_EXERCISE PROMPT_
Every line below is to be quoted exactly, with nothing added or dropped.

_RECORDED INFORMATION_
'''

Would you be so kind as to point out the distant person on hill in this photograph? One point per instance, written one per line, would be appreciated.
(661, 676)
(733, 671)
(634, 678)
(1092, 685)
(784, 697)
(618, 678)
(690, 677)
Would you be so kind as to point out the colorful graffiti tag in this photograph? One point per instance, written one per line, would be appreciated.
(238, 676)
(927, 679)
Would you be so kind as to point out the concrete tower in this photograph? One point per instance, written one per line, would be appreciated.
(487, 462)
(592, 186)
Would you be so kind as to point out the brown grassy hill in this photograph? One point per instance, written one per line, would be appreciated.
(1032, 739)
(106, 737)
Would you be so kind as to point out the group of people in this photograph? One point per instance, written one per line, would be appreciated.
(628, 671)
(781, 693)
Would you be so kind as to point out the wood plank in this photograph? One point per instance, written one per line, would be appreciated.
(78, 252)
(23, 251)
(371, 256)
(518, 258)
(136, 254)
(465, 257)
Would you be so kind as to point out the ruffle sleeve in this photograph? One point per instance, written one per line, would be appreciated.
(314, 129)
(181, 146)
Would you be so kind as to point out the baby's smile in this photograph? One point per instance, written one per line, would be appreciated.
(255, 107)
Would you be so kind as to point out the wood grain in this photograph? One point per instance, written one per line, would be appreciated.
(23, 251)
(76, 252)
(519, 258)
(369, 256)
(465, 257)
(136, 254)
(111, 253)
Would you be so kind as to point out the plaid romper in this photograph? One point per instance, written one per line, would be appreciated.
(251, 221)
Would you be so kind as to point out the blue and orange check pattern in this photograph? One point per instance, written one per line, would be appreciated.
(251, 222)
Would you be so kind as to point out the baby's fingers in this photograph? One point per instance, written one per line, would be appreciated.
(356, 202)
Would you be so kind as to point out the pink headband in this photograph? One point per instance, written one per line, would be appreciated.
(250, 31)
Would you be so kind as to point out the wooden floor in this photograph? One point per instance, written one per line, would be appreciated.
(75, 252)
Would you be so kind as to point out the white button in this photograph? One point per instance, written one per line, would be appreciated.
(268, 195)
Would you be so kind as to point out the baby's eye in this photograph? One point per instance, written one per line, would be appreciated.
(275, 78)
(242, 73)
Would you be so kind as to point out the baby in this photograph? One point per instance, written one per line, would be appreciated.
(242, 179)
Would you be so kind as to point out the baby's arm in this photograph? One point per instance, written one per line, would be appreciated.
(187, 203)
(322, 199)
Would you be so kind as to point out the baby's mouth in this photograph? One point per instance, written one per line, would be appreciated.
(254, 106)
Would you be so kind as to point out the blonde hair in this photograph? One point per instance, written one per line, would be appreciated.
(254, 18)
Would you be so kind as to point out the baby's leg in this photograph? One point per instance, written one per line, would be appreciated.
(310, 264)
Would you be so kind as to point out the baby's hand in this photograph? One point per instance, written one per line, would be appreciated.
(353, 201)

'''

_SOLUTION FOR THIS TASK_
Would you be so kind as to point out the distant person on hill in this photograph? One point per instance, written one per line, would be appreciated.
(661, 676)
(733, 671)
(634, 678)
(1092, 685)
(784, 697)
(618, 678)
(690, 677)
Would you be so kind as to point out the colorful graffiti tag in this photograph? One point per instance, written one per line, would be appreciated.
(238, 676)
(927, 679)
Would you be so kind as to point out the concrete tower in this photograph? One point per instance, written one per line, would be appreciated.
(487, 462)
(592, 186)
Would you be so kind as to point out the brown grassy hill in this photograph? One point per instance, written one per line, would be appreciated.
(1032, 739)
(106, 737)
Would you be so kind as to point out the group of people in this photograph? One point per instance, written one per line, would be appreciated.
(628, 671)
(781, 693)
Would you be so kind as to point out the wood plank in this photograph? One point per instance, written one per line, would be appreciated.
(78, 252)
(23, 251)
(371, 256)
(518, 258)
(136, 254)
(465, 257)
Would you be so kind as to point out the ruffle sleeve in this photograph? One point per instance, written one per line, would be appreciated.
(314, 129)
(181, 146)
Would you be so kind as to point out the baby's smile in this photograph? One point per instance, written one per line, would be appreciated.
(255, 107)
Would you be so kind as to point out the wood grain in this photograph? One point per instance, written one per line, would be appreciated.
(23, 251)
(76, 252)
(519, 258)
(369, 256)
(465, 257)
(136, 254)
(111, 253)
Would you be so kind as to point out the plaid romper in this photograph? One point per instance, written one per line, would be appreciated.
(251, 221)
Would you be so kind as to point out the blue and orange check pattern in this photograph? One point per instance, written one per line, would be appreciated.
(251, 222)
Would you be so kind as to point out the baby's fingers in this photograph? One point per instance, written one per line, would be appreciated.
(356, 202)
Would you be so kind as to point out the pink headband in this photograph? One point per instance, written one per line, would be appreciated.
(250, 31)
Would you be so kind as to point out the wooden floor in this photograph? One point per instance, written one per line, would be appreciated.
(75, 252)
Would you be so kind as to point out the white button in this photograph? One point per instance, written one per line, would be appreciated.
(268, 195)
Would you be so kind as to point out the baby's eye in this photograph? One point per instance, written one per line, would be appreciated.
(275, 78)
(242, 73)
Would you be so kind as to point out the baby in this photograph? One point per instance, written one per line, would be appreciated.
(242, 179)
Would you be so kind as to point out the baby's arm in this photograph? One point per instance, written one per line, would be appreciated.
(187, 203)
(322, 199)
Would you be so kind as to point out the baby's mouth in this photograph? One point per instance, written one per line, would be appreciated.
(254, 106)
Would you be so kind as to point out the blonde hair in this photograph? One point per instance, written one per line, would be appreciated.
(254, 18)
Would you be so kind as to point out the baby's leg in this photograph? One point per instance, written one per line, would be appreciated.
(310, 264)
Would you be so kind as to point out the baby's hand in this photograph? One point per instance, written one per line, would be appreciated.
(353, 201)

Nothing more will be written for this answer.